Synthetic data can be an alternative to sensitive data
Artificially generated data can also be used to fill in information gaps when organizations don’t want to give up their sensitive data, especially in high-impact sectors like health care, finance and law enforcement, said Neil Sahota, an A.I. advisor to the United Nations and CEO of the A.I. research firm ACSILabs. For example, hospitals can synthetically generate images of lung cancer X-rays at different angles as a way to train A.I. models that could help doctors identify tumors more quickly and accurately, Sahota said. Similarly, governments can train their A.I. on examples of money laundering that financial institutions don’t make public to help identify the characteristics of actors behind corporate crime. “Synthetic data is a great way to bridge some of that gap,” Sahota told Observer.
Synthetic data also provides a way around intellectual property issues, a growing headache for A.I. companies. Training LLMs on synthetic data protects companies like OpenAI from being sued by artists, writers and publishers for using their creative works to train chatbots. “Synthetic training data could clear a lot of these issues,” Star Kashman, an attorney specializing in litigation in the tech sector, told Observer. “That gets around the hurdle of unintentionally infringing upon other people’s work.”
Synthetic data can create more problems—and isn’t always necessary
Despite the potential technical and legal advantages of using synthetic data, training A.I. on non-human data comes with risks. Aside from the skepticism around so-called “fake data,” synthetic data could perpetuate biases and inaccuracies in a model’s pre-existing dataset if the A.I. isn’t trained correctly.
A Nature study published in July found that A.I. models generated lower-quality outputs after they were trained on A.I.-generated data—a phenomenon known in the machine learning community as “model collapse.” That could be, in part, because synthetic data generation techniques are still new, and there’s just not enough engineers with the skills needed to perform and test them, according to Carlsson. “You can totally screw things up and make things worse,” he said.

━━━━━━━━━━━━━━━━━━━━

### [USING THE INFORMATION]
1. According to the synthetic data passage, why might A.I. models trained on A.I.-generated data produce lower-quality outputs? Answer in one to three sentences.
2. Retype the synthetic data passage, everything from "Synthetic data can be" down to "Sahota told Observer.".
3. Can you continue the synthetic data passage from where it stops?
The items after the synthetic data passage aren't needed.

━━━━━━━━━━━━━━━━━━━━

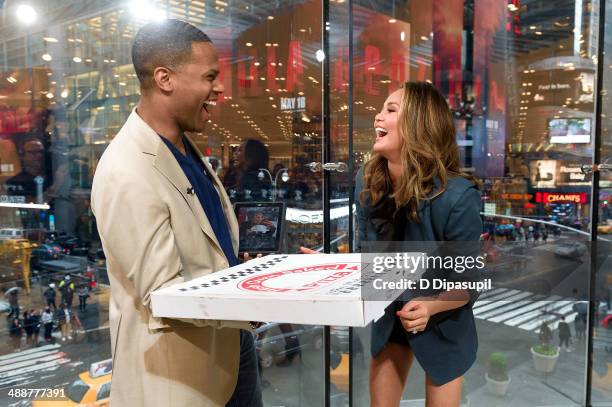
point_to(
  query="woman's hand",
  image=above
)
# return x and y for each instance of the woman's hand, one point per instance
(415, 314)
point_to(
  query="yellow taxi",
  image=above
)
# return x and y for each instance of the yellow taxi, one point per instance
(91, 389)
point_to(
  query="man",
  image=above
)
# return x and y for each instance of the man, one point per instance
(163, 218)
(67, 288)
(32, 154)
(50, 296)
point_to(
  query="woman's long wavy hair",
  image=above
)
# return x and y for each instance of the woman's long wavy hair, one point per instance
(429, 151)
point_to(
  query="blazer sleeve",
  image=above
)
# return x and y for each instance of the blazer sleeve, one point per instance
(135, 227)
(463, 228)
(362, 216)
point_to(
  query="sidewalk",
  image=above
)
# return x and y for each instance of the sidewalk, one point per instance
(35, 300)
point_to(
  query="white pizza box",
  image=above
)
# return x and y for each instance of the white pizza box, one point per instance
(313, 289)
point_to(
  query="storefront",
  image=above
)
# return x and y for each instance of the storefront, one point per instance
(527, 82)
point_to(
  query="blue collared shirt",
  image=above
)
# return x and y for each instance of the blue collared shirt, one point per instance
(207, 195)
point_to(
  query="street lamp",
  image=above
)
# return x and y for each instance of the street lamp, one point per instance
(284, 178)
(26, 14)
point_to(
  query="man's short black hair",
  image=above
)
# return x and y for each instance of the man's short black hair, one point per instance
(166, 43)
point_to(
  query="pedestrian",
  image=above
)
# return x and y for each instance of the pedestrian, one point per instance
(83, 293)
(35, 321)
(580, 327)
(64, 318)
(47, 321)
(50, 296)
(13, 298)
(67, 289)
(15, 333)
(27, 327)
(564, 334)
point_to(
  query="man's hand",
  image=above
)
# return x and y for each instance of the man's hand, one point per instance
(415, 314)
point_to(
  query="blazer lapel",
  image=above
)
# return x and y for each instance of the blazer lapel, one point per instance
(166, 164)
(225, 201)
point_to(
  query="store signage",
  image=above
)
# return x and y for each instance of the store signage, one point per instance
(517, 197)
(575, 173)
(551, 197)
(554, 86)
(293, 104)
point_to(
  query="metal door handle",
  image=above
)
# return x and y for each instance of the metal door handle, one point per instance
(317, 166)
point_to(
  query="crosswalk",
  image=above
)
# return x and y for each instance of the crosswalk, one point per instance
(523, 310)
(21, 368)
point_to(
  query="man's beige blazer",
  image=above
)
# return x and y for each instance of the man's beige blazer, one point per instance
(154, 234)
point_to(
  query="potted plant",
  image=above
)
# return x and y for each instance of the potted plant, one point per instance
(545, 354)
(497, 374)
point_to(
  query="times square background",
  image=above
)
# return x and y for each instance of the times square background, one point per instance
(519, 76)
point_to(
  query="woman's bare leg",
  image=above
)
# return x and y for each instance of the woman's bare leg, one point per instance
(388, 373)
(446, 395)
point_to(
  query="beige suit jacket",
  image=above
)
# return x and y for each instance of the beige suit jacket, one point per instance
(155, 234)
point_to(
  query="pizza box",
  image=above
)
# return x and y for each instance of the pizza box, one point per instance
(313, 289)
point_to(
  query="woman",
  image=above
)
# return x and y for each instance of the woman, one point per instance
(15, 332)
(28, 327)
(412, 189)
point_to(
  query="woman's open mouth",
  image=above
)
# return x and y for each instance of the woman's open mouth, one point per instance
(380, 132)
(207, 103)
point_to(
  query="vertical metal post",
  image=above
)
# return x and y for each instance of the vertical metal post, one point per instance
(326, 144)
(351, 174)
(595, 199)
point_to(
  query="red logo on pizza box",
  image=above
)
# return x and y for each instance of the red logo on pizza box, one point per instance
(283, 280)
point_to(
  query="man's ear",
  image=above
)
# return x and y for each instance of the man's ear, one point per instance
(162, 77)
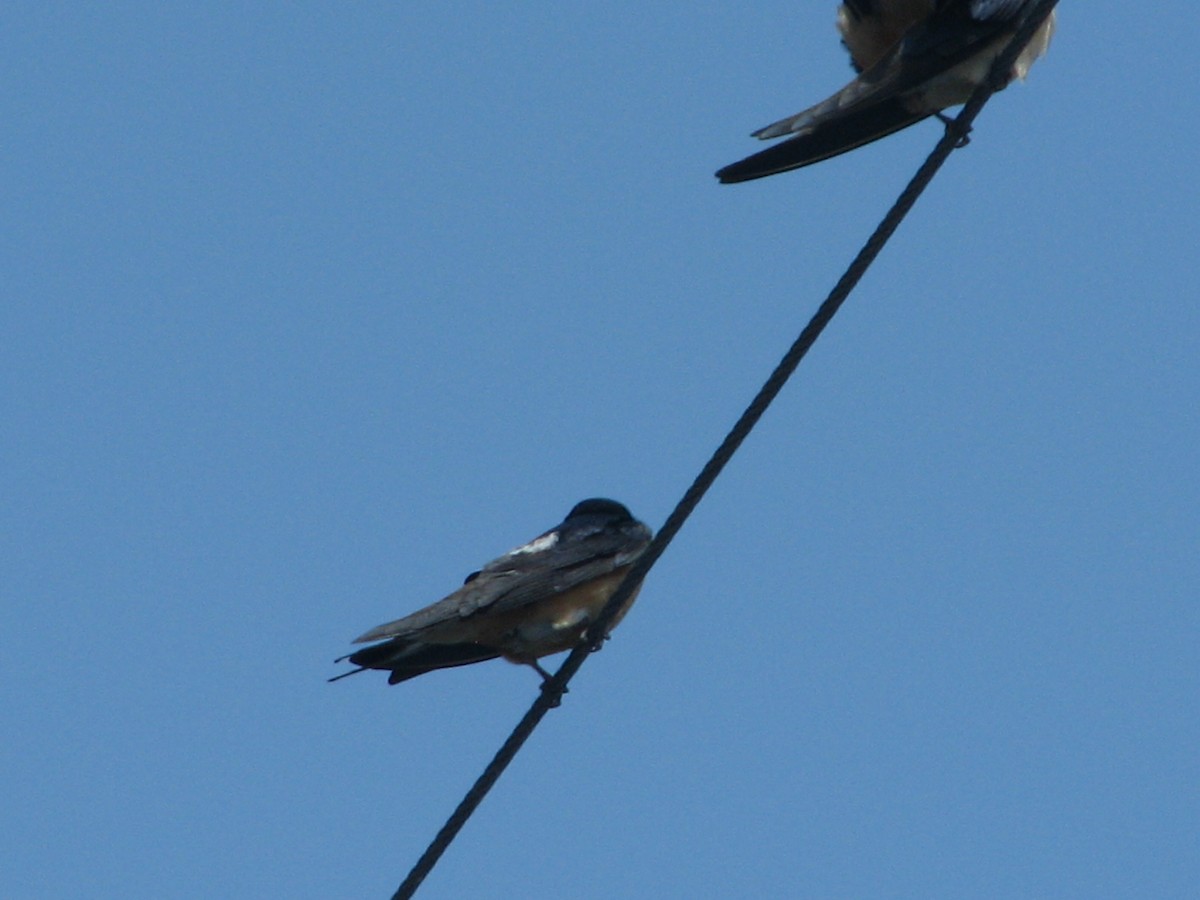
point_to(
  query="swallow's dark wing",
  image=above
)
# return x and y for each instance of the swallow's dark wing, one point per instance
(551, 563)
(880, 102)
(582, 555)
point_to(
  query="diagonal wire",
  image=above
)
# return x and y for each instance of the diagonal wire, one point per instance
(552, 690)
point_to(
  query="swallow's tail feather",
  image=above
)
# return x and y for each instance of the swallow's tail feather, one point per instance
(407, 659)
(825, 139)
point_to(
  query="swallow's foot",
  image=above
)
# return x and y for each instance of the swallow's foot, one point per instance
(545, 683)
(963, 136)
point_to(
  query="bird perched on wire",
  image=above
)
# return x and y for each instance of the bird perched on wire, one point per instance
(915, 58)
(533, 601)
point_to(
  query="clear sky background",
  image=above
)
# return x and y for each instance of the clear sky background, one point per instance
(311, 309)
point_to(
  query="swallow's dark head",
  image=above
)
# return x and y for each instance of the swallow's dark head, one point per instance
(601, 508)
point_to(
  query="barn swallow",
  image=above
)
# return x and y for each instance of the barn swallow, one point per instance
(527, 604)
(915, 58)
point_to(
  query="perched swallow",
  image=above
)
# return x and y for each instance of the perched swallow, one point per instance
(529, 603)
(915, 58)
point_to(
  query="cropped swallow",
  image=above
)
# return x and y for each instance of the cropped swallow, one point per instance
(533, 601)
(915, 58)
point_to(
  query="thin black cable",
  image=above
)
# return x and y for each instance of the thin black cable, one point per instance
(552, 690)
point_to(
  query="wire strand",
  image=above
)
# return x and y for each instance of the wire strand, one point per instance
(552, 690)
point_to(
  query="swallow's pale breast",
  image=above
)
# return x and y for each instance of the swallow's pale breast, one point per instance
(915, 59)
(534, 600)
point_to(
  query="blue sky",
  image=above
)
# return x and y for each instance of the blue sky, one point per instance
(309, 311)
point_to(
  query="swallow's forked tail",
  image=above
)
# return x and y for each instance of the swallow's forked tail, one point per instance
(821, 139)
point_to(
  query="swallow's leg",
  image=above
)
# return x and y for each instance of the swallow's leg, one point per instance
(964, 137)
(545, 681)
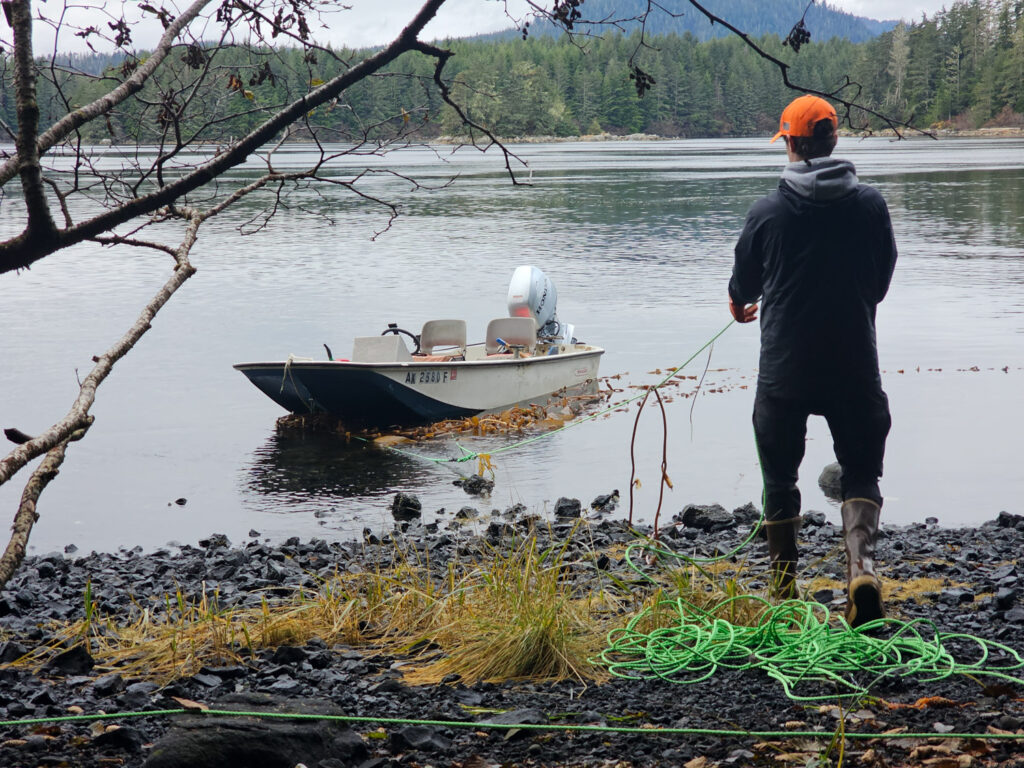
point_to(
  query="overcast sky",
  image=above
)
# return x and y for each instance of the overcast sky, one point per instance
(375, 22)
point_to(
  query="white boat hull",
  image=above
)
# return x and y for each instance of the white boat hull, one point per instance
(379, 394)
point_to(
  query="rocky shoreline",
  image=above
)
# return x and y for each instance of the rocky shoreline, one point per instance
(977, 590)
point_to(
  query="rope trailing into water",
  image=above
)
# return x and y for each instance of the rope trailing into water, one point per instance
(468, 456)
(796, 643)
(641, 730)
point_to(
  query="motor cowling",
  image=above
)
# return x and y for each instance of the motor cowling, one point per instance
(531, 294)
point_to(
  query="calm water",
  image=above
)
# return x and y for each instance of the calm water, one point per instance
(638, 239)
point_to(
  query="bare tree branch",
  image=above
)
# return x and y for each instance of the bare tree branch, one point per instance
(27, 516)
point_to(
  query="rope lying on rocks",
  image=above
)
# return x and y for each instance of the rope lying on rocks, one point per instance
(644, 730)
(795, 643)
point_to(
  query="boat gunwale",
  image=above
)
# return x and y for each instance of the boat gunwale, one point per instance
(580, 353)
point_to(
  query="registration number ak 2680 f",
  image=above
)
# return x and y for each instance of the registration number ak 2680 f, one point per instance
(430, 377)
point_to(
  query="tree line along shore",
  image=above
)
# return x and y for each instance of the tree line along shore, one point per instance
(960, 71)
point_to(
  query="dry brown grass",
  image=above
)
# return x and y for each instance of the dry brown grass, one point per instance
(516, 610)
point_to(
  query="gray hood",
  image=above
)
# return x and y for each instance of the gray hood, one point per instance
(821, 178)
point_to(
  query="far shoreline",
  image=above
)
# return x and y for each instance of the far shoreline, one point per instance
(1004, 132)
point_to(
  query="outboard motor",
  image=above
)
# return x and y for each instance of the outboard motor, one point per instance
(531, 294)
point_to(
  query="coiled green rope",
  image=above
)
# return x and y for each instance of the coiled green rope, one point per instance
(797, 643)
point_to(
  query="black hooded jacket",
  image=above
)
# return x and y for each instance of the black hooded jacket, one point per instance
(819, 252)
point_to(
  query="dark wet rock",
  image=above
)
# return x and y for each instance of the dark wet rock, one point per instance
(420, 738)
(567, 508)
(830, 481)
(708, 517)
(11, 651)
(76, 660)
(108, 685)
(289, 654)
(1015, 614)
(123, 738)
(215, 541)
(255, 742)
(812, 519)
(527, 716)
(605, 502)
(406, 507)
(475, 484)
(467, 513)
(1006, 598)
(1007, 520)
(748, 514)
(977, 562)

━━━━━━━━━━━━━━━━━━━━

### [ANSWERS FOR THE EXERCISE]
1. Carlsson suggests this could be partly because synthetic data generation techniques are still new. There aren't enough engineers with the skills needed to perform and test them.

2.
Synthetic data can be an alternative to sensitive data
Artificially generated data can also be used to fill in information gaps when organizations don’t want to give up their sensitive data, especially in high-impact sectors like health care, finance and law enforcement, said Neil Sahota, an A.I. advisor to the United Nations and CEO of the A.I. research firm ACSILabs. For example, hospitals can synthetically generate images of lung cancer X-rays at different angles as a way to train A.I. models that could help doctors identify tumors more quickly and accurately, Sahota said. Similarly, governments can train their A.I. on examples of money laundering that financial institutions don’t make public to help identify the characteristics of actors behind corporate crime. “Synthetic data is a great way to bridge some of that gap,” Sahota told Observer.

3.
In turn, companies that use biased synthetic data to train A.I. may be held liable if their models generate outputs that a plaintiff perceives as discriminatory, unethical or inaccurate, according to Kashman, the attorney.
After all, there may still be lots of real-world data that has yet to be extracted, according to Mayur Pillay, vice president of corporate development at Hyperscience, an A.I. software that converts corporate documents like claims and invoices into machine-actionable data. While synthesizing data could be useful in some cases, there’s no substitute for the real thing, especially for complex data types like handwriting on forms that are difficult to replicate because they require context, according to Pillay. “There’s actually so much data still that can be used to train these specialized models,” he said. “It’s just embedded at the core of the enterprise.”
Even though synthetic data seems to pose a risk, some experts agree that if handled with caution, synthetic data, when mixed with real data, could help address the shortage of A.I. training data. Still, it seems unlikely that synthetic data will be the main trove of information A.I. companies turn to as they seek new sources of training data—at least for now.
“Currently, you have gigabytes and petabytes of data being used to train a large language model,” Grover said. Clearly, we are not at the point yet where we can generate that amount of unbiased and balanced data set.”